■ Directions for this task ■
Each line from the one containing "Could you kindly pick out the reflection" to the end of the entries is to be repeated exactly, and no other line.

─── Material for the task ───

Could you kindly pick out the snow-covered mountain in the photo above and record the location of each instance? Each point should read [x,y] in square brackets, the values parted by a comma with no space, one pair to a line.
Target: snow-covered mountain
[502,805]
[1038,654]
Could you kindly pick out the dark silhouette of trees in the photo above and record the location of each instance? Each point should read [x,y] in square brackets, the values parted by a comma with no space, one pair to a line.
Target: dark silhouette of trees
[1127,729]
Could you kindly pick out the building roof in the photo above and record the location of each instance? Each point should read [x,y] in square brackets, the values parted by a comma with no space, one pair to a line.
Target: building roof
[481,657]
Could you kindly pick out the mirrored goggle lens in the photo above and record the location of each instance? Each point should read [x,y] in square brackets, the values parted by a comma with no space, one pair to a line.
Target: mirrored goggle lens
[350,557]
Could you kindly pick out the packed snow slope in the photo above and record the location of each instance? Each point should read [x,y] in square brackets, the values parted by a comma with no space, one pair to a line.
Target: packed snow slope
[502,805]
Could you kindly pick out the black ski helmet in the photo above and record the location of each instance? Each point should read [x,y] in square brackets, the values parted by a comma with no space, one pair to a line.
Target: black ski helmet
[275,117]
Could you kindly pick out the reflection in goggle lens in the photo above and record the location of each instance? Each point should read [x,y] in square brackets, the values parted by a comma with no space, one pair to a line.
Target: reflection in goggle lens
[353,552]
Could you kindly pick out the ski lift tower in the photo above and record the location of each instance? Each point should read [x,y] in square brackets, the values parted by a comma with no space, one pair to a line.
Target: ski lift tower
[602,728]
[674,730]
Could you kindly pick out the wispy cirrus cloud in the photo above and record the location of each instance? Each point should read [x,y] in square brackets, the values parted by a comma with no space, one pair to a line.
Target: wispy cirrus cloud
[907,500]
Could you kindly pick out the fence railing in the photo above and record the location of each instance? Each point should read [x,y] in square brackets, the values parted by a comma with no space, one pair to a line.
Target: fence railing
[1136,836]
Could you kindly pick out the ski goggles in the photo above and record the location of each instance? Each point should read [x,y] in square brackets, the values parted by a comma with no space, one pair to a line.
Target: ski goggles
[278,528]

───

■ Answer to this problem ■
Could you kindly pick out the reflection in goggle lens in the photo above and record the location of each instance? Each point should read [x,y] in square brackets, the values parted by a comma with no space, one pair to a line.
Target: reflection in goggle lens
[353,552]
Could you kindly pick out the ski lift tower in the photo above and record the location of each instance? Each point should read [x,y] in square brackets, the values parted by a comma with no space, one pair to a line.
Target: ski lift tower
[602,728]
[674,730]
Could you kindly pick out the wispy cirrus cloud in the photo above and record the location of each instance? Each point should read [x,y] in square brackets, the values parted by a comma with no space, one pair to a line.
Target: wispy cirrus cloud
[907,500]
Could you kindly pick out the fence railing in the photo above and record the location of each instance? Each point should read [x,y] in square brackets, the values parted by a comma with no space, one pair to a line.
Target: fence railing
[1136,836]
Could you kindly pick out the ski goggles in the photo above and record the location of each instance? Each point should read [x,y] in square brackets, the values parted by a comma with no space, one pair to a line.
Target: ski goggles
[278,528]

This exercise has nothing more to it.